SUPPLIED PASSAGE
◇ ◇ ◇ ◇ ◇ ◇ ◇

I’m in today’s Wall Street Journal, this week with a report on my recent visits to three long-running Broadway musicals, The Lion King, Mamma Mia!, and Movin’ Out. I was curious to see how they’d look and sound after such long runs–especially in the summer, when Broadway shows are typically hit by a plague of cast changes and substitute performers. The results, not surprisingly, were mixed.
The Lion King looked best:
One reason why it’s so solid after all these years is that Julie Taymor’s puppet-driven staging doesn’t require world-class acting to make its effect. It’s less a traditional musical than a pageant, and at its best it’s a transportingly beautiful one. The catch is that none of the current principals are especially good singers, meaning that many of the solo numbers fall flat. This underlines the only other weakness of “The Lion King,” which is that it is two shows, not one. The bold stage pictures and thrilling African-style choral numbers that make it so powerfully original sit uneasily alongside the juvenile fart jokes and insipid Elton John-Tim Rice ballads that make it so painfully Disneyesque. Even at its most cartoonish, “The Lion King” is worth seeing–very much so–but the producers should think about bringing in some new blood….

◇ ◇ ◇ ◇ ◇ ◇ ◇

CHALLENGES
**a.** Answer these questions about the post on three long-running Broadway musicals:
(i) Which three musicals did the writer visit?
(ii) Whose staging of The Lion King is described as puppet-driven?
(iii) What shortcoming of the current principals does the writer name?
**b.** In the Broadway musicals post, rewrite everything from "The Lion King looked" down to "some new blood….", changing "pageant" to "spectacle".
**c.** Extend the post on the three long-running Broadway musicals, picking up after its last sentence.

◇ ◇ ◇ ◇ ◇ ◇ ◇

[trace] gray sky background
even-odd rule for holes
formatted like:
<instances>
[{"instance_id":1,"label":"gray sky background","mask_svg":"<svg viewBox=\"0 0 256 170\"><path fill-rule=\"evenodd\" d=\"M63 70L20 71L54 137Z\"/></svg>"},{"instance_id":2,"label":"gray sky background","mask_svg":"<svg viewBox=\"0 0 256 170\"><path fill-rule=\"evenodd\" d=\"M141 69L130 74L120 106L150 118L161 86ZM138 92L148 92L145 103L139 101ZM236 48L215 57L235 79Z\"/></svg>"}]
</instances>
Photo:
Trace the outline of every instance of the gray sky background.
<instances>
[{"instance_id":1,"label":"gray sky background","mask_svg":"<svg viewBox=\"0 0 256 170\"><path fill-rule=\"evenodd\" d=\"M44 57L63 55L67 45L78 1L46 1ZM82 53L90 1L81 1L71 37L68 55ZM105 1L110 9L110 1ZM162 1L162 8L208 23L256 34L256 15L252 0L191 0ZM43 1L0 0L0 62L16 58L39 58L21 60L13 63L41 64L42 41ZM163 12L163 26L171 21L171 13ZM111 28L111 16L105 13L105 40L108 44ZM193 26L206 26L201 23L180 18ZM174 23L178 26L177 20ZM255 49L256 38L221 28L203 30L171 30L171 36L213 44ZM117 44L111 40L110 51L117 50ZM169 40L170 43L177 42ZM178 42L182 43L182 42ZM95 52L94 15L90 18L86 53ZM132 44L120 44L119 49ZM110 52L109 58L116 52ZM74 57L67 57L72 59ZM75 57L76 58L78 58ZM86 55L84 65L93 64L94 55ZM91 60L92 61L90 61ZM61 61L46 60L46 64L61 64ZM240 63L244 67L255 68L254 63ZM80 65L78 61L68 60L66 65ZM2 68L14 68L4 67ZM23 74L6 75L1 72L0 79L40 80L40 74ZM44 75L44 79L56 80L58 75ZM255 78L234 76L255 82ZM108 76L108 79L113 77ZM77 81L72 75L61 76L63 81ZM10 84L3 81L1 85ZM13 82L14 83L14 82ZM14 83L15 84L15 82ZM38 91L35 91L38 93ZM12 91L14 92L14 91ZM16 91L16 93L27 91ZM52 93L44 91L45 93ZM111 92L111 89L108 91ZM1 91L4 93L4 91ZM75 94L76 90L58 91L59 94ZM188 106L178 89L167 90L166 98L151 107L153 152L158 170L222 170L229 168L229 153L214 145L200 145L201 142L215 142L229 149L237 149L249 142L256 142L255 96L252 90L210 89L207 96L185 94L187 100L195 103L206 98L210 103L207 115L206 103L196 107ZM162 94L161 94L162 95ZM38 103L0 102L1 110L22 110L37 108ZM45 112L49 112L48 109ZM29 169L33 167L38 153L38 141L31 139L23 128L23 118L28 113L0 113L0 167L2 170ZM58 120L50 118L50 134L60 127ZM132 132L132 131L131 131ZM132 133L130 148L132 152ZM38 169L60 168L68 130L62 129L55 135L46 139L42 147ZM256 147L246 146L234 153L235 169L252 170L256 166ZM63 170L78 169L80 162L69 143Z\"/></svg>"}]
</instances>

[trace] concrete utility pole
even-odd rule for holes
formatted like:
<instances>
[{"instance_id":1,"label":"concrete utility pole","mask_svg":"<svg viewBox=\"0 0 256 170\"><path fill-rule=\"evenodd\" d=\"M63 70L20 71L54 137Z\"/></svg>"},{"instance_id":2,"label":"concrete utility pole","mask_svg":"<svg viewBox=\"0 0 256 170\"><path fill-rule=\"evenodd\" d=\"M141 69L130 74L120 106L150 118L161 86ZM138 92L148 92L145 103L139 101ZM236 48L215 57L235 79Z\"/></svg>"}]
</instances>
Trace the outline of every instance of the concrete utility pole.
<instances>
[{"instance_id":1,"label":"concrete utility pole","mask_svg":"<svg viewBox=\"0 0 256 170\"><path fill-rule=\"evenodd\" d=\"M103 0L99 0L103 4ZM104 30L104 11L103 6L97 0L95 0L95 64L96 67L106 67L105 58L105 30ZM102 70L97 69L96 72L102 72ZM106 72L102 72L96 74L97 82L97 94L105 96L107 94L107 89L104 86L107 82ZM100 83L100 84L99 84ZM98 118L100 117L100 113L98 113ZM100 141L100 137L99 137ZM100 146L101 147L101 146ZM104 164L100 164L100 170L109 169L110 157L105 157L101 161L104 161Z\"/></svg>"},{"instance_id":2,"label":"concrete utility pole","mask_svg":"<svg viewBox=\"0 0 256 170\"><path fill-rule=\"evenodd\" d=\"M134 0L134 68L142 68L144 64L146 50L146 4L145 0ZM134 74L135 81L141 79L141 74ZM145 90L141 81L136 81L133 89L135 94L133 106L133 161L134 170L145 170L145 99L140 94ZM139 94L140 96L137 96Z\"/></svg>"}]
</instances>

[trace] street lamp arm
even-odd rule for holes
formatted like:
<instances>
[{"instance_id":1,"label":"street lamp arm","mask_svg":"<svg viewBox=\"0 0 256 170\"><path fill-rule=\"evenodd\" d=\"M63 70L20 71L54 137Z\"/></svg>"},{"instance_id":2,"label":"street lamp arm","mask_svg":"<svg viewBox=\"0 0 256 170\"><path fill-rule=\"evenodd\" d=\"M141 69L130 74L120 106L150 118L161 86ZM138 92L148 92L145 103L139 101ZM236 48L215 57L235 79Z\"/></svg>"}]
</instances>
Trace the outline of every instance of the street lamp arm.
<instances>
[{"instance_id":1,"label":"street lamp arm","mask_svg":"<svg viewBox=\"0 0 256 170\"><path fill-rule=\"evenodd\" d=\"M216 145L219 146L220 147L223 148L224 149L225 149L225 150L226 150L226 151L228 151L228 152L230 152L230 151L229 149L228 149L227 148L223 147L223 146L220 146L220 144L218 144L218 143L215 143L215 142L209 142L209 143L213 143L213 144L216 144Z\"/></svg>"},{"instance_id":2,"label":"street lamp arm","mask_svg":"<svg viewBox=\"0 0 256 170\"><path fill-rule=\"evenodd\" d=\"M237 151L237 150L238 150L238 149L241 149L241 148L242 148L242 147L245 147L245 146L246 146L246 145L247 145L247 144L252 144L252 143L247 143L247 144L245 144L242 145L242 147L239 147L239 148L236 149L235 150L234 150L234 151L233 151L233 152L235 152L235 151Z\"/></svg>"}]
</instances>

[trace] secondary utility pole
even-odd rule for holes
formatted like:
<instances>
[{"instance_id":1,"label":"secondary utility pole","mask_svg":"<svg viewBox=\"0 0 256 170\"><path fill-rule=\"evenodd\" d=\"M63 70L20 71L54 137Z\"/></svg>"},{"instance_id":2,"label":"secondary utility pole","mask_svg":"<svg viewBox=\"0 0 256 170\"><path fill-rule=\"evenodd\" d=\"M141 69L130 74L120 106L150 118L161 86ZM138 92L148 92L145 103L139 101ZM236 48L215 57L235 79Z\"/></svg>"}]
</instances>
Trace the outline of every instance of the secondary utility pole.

◇ ◇ ◇ ◇ ◇ ◇ ◇

ANSWERS TO THE EXERCISES
**a.**
(i) The Lion King, Mamma Mia!, and Movin' Out.
(ii) Julie Taymor's.
(iii) None of them are especially good singers.

**b.**
The Lion King looked best:
One reason why it’s so solid after all these years is that Julie Taymor’s puppet-driven staging doesn’t require world-class acting to make its effect. It’s less a traditional musical than a spectacle, and at its best it’s a transportingly beautiful one. The catch is that none of the current principals are especially good singers, meaning that many of the solo numbers fall flat. This underlines the only other weakness of “The Lion King,” which is that it is two shows, not one. The bold stage pictures and thrilling African-style choral numbers that make it so powerfully original sit uneasily alongside the juvenile fart jokes and insipid Elton John-Tim Rice ballads that make it so painfully Disneyesque. Even at its most cartoonish, “The Lion King” is worth seeing–very much so–but the producers should think about bringing in some new blood….

**c.**
Mamma Mia! is also in great shape, if you can stand the show:
Broadway debutante Jenny Fellner and Broadway veteran Dee Hoty, the stars of the current cast, are terrific (Ms. Fellner charmed my socks off), and the rest of the company backs them up with improbable enthusiasm. Whether that’s enough to put a smile on your face depends on your tolerance for camped-up dance routines set to artificially flavored bubblegum rock. Mine, I learned, is low.
I had similar problems with Movin’ Out:
“Movin’ Out,” the Billy Joel-Twyla Tharp all-dance “musical” (the only performers who sing are the members of the onstage band), also benefits from the energetic dancing of its excellent ensemble, which includes several members of the original cast, most notably Ashley Tuttle, an American Ballet Theatre ballerina who is delightful in the nice-girl role. I was warned in advance that I’d be seeing the usual summertime miscellany of subs and alternates, but whoever they were, they hoofed their hearts out.
The band, alas, has clearly performed Mr. Joel’s greatest hits several hundred times too many and is now on automatic pilot–competent but robotic. As for the choreography, it looks like every other kids-at-the-gym dance that Ms. Tharp has choreographed over the past three decades, and the vestigial plot, in which three New Jersey boys go off to Vietnam and learn about life’s cruelty, merely serves to make the proceedings more pretentious….
No link. For further theater-related opinionizing (including playgoing advice for visiting Republicans and their families), you can (A) buy today’s Journal or (B) subscribe to the online edition by going here. Both options are excellent.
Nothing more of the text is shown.